• _Page excerpt_
On 20 March 2008, a BBC camera crew captured remarkable footage of walruses (Odobenus rosmarus) apparently hunting spectacled eider ducks (Somateria fischeri) overwintering amid the pack ice of the Bering Sea (see http://news.bbc.co.uk/earth/hi/earth_news/newsid_8673000/8673614.stm). What? Walruses hunting ducks? Didn't they eat clams and other shellfish? What nonsense! Indeed, such was the (not very) learned (as it turned out) consensus of my biologist colleagues. Yet here was visual evidence that these white-tusked, bristle-lipped pinnipeds might be something more than the bottom-feeding mollusk-munchers I had thought them to be. My surprise was made only greater upon discovering that the son of a 19th-century whaling ship's captain had been trying to tell me this since 1889. And he'd not been alone.
The authors of a paper describing the above-mentioned sightings (Arctic 2010; 63: 53–56), published in the same month the film finally appeared on the BBC website, were careful to mention that they saw no duck captured as the walruses rushed them from below. Aha! Were they, then, just scaring the birds for fun in some maritime version of “bowling for buzzards” as practiced by The Lion King's Pumbaa? My disbelief came under sustained fire, however, as I read several accounts reporting fowl to occasionally feature on walrus menus. One, published in 2004 (Polar Res 2004; 23: 111–14), recorded thick-billed murres (Uria lomvia) being taken time and again by walruses off Coats Island in Hudson Bay, Canada. All they left behind were the bones and feathers, the walruses' pumping tongues creating enough of a vacuum to strip the birds of their softer body parts. Another report (Polar Res 2010; 29: 455–57) recounted numerous successful attacks on pink-footed geese (Anser brachyrhynchus) off the Norwegian island of Svalbard, the flightless, molting birds as easy a target as turkeys at a fairground shoot. Even bits of a swift black guillemot (Cepphus grylle) had found their way into the gut of a walrus off Alaska's St Lawrence Island (Mar Mammal Sci 1990; 6: 348–50). I wondered who was the more astonished, that guillemot or me.
OK, so walruses have a thing for the odd chicken dinner, but my humiliation burgeoned when I discovered that they also enjoy beefier burgers. Papers recounting seals being taken by walruses had been dribbling in for years behind my back (see for example Polar Biol 1984; 3: 11–18 and especially Meddelelser om Grønland, Bioscience 1977; 46: 44). And if that were not enough, the Sptizbergen Travel website even posted photos of a walrus feeding on a bearded seal (Erignathus barbatus)

• _Instructions to follow_
Reproduce the passage on walruses above word for word, starting at "On 20 March" and ending after "not been alone.".

• _Record extracts_
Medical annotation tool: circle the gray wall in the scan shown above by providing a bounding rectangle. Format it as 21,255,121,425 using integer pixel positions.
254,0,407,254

---

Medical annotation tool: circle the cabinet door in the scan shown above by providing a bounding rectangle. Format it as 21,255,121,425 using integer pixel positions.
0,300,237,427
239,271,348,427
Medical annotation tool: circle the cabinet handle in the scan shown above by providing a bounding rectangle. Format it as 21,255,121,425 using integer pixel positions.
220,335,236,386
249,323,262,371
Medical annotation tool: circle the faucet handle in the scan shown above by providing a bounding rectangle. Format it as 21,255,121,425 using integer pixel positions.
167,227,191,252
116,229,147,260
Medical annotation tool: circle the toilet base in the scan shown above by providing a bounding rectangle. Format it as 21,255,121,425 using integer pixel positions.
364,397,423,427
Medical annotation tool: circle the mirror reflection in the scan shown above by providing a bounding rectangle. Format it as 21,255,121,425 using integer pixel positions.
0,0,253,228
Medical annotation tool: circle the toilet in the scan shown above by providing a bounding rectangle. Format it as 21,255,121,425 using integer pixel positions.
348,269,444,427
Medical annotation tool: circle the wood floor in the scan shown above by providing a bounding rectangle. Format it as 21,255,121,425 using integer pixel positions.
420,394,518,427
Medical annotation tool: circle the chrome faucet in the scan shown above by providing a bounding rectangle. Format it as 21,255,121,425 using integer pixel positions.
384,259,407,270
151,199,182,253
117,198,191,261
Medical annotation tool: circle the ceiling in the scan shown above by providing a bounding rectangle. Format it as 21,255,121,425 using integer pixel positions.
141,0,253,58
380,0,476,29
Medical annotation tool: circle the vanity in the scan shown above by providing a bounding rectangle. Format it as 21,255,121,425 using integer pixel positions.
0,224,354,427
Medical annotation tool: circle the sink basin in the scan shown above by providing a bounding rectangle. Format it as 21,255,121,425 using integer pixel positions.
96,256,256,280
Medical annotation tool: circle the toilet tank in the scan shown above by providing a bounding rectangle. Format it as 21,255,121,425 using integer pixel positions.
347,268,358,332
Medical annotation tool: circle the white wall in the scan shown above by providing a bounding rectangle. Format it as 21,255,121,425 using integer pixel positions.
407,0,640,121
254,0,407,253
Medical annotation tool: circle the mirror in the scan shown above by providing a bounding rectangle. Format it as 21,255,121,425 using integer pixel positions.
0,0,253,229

• _Result_
On 20 March 2008, a BBC camera crew captured remarkable footage of walruses (Odobenus rosmarus) apparently hunting spectacled eider ducks (Somateria fischeri) overwintering amid the pack ice of the Bering Sea (see http://news.bbc.co.uk/earth/hi/earth_news/newsid_8673000/8673614.stm). What? Walruses hunting ducks? Didn't they eat clams and other shellfish? What nonsense! Indeed, such was the (not very) learned (as it turned out) consensus of my biologist colleagues. Yet here was visual evidence that these white-tusked, bristle-lipped pinnipeds might be something more than the bottom-feeding mollusk-munchers I had thought them to be. My surprise was made only greater upon discovering that the son of a 19th-century whaling ship's captain had been trying to tell me this since 1889. And he'd not been alone.